(Records provided)

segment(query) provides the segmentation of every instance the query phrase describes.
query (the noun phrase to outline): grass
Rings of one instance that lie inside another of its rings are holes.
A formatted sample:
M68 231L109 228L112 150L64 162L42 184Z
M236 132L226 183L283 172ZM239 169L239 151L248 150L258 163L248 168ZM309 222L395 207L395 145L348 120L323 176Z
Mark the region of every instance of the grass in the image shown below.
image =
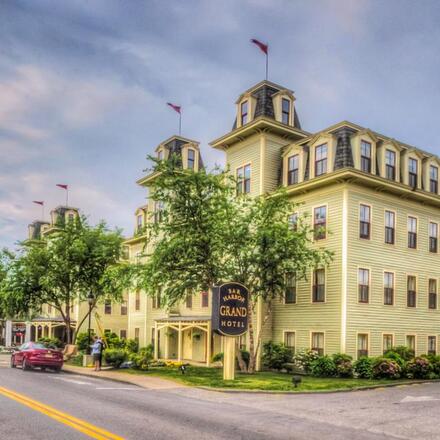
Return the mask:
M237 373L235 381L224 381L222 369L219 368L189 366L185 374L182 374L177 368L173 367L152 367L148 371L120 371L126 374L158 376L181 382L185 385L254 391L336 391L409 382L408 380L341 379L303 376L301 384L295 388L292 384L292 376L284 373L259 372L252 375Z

(End Records provided)
(Records provided)

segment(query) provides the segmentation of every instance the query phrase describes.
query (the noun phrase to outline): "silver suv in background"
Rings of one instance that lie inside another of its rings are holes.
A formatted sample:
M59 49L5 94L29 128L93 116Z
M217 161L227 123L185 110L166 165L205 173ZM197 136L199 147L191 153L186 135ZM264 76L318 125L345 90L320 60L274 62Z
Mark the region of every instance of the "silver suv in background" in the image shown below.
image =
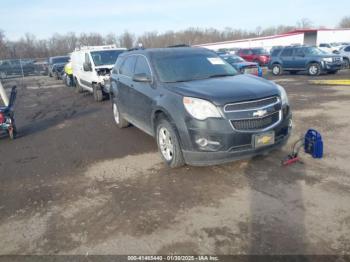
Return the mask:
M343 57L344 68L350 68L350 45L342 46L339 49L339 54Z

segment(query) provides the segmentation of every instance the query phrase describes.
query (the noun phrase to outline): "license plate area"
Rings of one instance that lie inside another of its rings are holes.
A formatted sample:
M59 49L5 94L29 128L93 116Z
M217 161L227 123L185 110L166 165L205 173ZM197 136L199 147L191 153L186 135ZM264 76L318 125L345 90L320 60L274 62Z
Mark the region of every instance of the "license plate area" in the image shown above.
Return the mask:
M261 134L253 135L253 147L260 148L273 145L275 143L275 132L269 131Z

(End Records provided)
(Records provided)

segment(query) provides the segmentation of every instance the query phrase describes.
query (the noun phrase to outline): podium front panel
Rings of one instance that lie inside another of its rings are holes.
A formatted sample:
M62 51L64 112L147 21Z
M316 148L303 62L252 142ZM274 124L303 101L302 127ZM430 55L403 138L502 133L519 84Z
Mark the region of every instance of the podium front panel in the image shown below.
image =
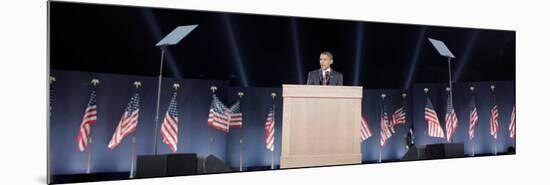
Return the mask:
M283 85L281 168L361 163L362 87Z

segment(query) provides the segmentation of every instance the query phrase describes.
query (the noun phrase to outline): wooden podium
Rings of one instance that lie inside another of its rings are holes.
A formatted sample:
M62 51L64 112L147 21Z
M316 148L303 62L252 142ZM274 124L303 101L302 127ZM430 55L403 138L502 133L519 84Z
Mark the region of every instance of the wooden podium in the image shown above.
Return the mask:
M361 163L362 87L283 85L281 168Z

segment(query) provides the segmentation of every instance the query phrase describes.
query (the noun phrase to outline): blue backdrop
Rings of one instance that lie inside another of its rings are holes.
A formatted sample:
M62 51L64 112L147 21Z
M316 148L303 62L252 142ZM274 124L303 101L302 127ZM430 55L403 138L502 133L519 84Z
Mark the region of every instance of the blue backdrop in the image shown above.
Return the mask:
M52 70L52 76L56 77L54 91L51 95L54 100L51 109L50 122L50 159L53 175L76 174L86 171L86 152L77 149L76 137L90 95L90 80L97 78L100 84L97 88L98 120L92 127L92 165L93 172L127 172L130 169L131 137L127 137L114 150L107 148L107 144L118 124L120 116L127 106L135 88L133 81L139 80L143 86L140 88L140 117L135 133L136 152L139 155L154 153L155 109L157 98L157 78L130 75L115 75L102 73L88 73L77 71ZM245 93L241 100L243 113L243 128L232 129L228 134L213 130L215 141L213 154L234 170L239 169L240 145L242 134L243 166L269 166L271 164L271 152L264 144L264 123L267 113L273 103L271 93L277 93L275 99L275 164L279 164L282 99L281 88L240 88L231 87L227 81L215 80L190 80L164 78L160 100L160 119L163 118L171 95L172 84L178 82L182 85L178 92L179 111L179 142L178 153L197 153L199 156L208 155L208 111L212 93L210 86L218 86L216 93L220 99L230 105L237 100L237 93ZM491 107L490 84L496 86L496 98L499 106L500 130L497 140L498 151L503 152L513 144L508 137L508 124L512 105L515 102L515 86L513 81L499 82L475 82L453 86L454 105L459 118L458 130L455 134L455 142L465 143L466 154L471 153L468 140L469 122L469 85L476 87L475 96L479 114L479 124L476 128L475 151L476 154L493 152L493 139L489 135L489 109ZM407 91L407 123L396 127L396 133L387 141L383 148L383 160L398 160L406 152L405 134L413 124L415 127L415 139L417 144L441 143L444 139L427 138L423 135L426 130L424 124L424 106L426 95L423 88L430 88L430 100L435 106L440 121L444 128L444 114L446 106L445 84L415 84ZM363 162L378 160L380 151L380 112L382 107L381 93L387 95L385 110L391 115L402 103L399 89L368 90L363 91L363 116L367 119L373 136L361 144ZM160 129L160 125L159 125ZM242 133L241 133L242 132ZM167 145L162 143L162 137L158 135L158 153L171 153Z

(End Records provided)

Try it – All lines of the listing that contain the word "below" should be copied out.

Reply –
Mark the region of every instance of the grass in the image shown below.
Mark the region of every instance of the "silver suv in background" in the image shown below.
Mark the region of every instance of the podium front panel in the image shown below.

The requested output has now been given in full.